*Document extract*

==========

Money is often cited as being one of the biggest causes of stress in people’s lives. So imagine a ‘Self-driving’ bank account that took away some of that stress by watching your finances 24/7 and acting on your behalf to make your money work harder for you. Well it’s a future that's very close to becoming a reality with latest advances in Artificial Intelligence now able to do more for you than ever before.

Teresa Alameda (BBVA Creative)

In fact, from analysing anticipated expenses to automatically transferring money to keep you out of debt, modern banking systems are increasingly able to offer personalised services that work specifically for each customer.

In fact when it comes to the 'self-driving' concept, banks have found the perfect partner in artificial intelligence to support their efforts to provide each customer with online, customized, and increasingly automated care. The concept of ‘self-driving’ banking initially refers to banks being able to automate specific processes for their customers in such a way that customer bank accounts will “drive themselves” (like cars) and will eventually be able to make decisions on behalf of customers – always with their consent and underpinned by the data the bank has about their financial habits.

For example, a 'self-driving' bank account could transfer a specific amount of money from a checking account to a savings account if it detects that the customer has deposited more than usual. Or it could detect that the customer has overdrawn on their account and immediately transfer funds from a secondary account in order to clear the overdraft. A preview of these kinds of services can already be seen in solutions like Bconomy, which anticipates customer needs, alters them in the case of specific scenarios (like an overdraft), and proposes activity to improve the customer’s finances.

Above and beyond

But that is just the beginning. "The bank will be able to predict customer behavior — from a series of criteria or patterns — and will be able to make decisions on their behalf. This will include things like knowing when the customer wants to travel abroad to visit family each year and being alert for the best time to reserve tickets, in addition to exchanging currency at the best price,” explains Derek White, Global Head of Customer Solutions at BBVA.

==========

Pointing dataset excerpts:
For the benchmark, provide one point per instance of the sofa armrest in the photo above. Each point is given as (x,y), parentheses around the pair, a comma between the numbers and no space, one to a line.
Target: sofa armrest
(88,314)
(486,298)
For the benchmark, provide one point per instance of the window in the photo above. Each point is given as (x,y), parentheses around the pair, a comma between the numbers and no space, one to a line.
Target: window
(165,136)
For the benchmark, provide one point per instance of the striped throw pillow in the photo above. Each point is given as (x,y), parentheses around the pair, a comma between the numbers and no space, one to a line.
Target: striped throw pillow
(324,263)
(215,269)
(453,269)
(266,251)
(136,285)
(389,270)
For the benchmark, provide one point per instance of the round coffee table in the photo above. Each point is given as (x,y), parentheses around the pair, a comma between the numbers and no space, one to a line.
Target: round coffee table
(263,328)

==========

*Parts of the exercise*
1. What position does Derek White hold, according to the passage on self-driving banking?
2. Render this sentence from the passage on self-driving banking in Spanish: "Money is often cited as being one of the biggest causes of stress in people’s lives."
3. Reproduce the passage on self-driving banking from "In fact, from" to "for each customer.", word for word.
The records were taken from a separate source.

*Solutions to the exercise*
1. He is Global Head of Customer Solutions at BBVA.

2. El dinero se menciona a menudo como una de las mayores causas de estrés en la vida de las personas.

3.
In fact, from analysing anticipated expenses to automatically transferring money to keep you out of debt, modern banking systems are increasingly able to offer personalised services that work specifically for each customer.